WHAT NEEDS TO BE DONE:
Reproduce word for word the portion of the investing activities excerpt below that starts with the words "Cash flows from" and finishes with "and expansion projects.".

>> start EXTRACT

Investing Activities

Cash flows from investing activities primarily consist of cash amounts paid in acquisitions, capital expenditures, and cash contributions to our joint ventures. Changes in capital expenditures between periods primarily result from increases or decreases in our growth capital expenditures to fund our construction and expansion projects.

Three months ended March 31, 2010 compared to three months ended March 31, 2009. Cash used in investing activities during 2010 was $266.1 million as compared to $384.4 million for 2009. Total capital expenditures (excluding the allowance for equity funds used during construction) for 2010 were $119.7 million, net of changes in accruals of $22.2 million. This compares to total capital expenditures (excluding the allowance for equity funds used during construction) for 2009 of $263.8 million, including changes in accruals of $71.3 million. In addition, in 2010 we paid cash for acquisitions of $149.6 million and made advances to our joint ventures of $0.1 million. We paid cash for acquisitions of $5.5 million and made advances to our joint ventures of $119.9 million ($111.0 million to MEP and $8.9 million to FEP) during 2009.

>> end EXTRACT
>> start EXTRACTED DATA

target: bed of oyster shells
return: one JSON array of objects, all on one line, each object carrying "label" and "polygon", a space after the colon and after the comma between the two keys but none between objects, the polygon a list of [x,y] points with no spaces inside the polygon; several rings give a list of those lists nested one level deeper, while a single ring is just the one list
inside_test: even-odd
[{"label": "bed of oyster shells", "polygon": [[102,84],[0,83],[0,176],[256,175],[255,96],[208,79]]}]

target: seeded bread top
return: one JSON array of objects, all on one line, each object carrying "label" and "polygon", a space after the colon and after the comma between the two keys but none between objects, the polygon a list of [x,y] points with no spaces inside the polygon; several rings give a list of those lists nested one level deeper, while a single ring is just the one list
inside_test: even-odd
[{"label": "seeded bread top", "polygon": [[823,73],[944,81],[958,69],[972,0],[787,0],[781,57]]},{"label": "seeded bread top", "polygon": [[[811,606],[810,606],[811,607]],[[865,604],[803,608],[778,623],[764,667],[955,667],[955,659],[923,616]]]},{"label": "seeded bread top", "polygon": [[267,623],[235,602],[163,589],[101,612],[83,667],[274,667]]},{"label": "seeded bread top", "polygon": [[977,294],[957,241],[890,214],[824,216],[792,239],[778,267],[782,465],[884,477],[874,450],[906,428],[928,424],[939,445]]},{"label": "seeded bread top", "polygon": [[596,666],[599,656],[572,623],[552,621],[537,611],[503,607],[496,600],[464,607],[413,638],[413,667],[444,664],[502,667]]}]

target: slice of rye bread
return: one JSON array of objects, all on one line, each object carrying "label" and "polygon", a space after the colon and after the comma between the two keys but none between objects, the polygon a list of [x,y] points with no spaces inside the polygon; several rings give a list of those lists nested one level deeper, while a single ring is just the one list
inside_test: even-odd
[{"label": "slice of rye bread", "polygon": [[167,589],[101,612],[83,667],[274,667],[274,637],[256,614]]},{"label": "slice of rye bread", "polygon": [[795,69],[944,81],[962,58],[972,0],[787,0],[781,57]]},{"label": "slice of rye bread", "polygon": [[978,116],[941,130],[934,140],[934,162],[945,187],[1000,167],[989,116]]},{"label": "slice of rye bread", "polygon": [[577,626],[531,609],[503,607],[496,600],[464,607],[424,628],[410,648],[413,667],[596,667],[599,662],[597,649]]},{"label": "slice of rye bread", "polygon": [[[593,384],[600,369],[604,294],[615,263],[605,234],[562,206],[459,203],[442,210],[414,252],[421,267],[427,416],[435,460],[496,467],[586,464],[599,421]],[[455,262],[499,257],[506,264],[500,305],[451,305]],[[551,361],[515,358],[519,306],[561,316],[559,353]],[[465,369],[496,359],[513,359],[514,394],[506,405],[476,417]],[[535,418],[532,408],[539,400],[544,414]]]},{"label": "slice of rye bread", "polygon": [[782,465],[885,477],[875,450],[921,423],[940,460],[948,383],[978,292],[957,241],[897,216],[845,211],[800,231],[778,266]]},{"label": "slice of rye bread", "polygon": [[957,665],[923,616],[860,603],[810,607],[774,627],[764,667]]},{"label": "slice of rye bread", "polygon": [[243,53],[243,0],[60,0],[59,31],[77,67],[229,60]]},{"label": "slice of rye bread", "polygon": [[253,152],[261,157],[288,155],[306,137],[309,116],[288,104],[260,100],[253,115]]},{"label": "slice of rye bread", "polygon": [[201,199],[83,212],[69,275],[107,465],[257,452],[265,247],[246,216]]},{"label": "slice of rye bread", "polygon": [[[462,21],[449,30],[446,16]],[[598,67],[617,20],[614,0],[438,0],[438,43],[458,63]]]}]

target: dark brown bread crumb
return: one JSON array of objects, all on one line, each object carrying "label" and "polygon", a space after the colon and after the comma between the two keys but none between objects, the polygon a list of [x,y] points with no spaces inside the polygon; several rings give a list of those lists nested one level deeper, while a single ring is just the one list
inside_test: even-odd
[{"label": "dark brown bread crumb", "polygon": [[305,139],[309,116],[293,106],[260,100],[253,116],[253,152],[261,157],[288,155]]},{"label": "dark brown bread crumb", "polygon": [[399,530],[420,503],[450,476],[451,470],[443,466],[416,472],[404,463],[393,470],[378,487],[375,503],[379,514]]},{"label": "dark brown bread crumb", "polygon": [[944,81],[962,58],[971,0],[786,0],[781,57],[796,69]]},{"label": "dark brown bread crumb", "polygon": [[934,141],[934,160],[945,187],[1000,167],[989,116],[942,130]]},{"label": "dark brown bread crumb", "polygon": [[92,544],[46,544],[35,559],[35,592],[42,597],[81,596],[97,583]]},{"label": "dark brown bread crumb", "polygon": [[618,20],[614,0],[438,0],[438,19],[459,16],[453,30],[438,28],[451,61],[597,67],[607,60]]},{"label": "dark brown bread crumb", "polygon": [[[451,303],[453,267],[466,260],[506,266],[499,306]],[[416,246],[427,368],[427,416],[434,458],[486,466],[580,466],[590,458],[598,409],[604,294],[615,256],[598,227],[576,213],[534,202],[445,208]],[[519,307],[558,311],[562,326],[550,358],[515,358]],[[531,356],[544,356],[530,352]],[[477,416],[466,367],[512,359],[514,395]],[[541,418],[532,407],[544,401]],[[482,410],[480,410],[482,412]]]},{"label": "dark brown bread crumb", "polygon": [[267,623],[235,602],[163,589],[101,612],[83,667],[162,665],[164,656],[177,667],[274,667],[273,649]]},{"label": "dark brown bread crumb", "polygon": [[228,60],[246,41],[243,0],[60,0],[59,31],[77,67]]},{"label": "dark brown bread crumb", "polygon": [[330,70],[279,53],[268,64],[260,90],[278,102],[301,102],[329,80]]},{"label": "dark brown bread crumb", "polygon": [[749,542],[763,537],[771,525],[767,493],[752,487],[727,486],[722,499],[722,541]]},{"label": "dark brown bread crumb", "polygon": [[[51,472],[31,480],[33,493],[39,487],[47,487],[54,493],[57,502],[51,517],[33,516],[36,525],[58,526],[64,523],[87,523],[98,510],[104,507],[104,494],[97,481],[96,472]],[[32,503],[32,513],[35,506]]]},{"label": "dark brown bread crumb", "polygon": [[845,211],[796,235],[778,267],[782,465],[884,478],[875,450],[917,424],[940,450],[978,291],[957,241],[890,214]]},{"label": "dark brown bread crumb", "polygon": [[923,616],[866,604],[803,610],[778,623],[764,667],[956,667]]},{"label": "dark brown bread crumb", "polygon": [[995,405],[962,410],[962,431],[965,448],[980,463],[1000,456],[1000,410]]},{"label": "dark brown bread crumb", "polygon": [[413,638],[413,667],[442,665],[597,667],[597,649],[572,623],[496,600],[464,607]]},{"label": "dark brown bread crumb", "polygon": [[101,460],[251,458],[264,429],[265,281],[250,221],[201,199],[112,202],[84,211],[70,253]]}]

>> end EXTRACTED DATA

EXPECTED ANSWER:
Cash flows from investing activities primarily consist of cash amounts paid in acquisitions, capital expenditures, and cash contributions to our joint ventures. Changes in capital expenditures between periods primarily result from increases or decreases in our growth capital expenditures to fund our construction and expansion projects.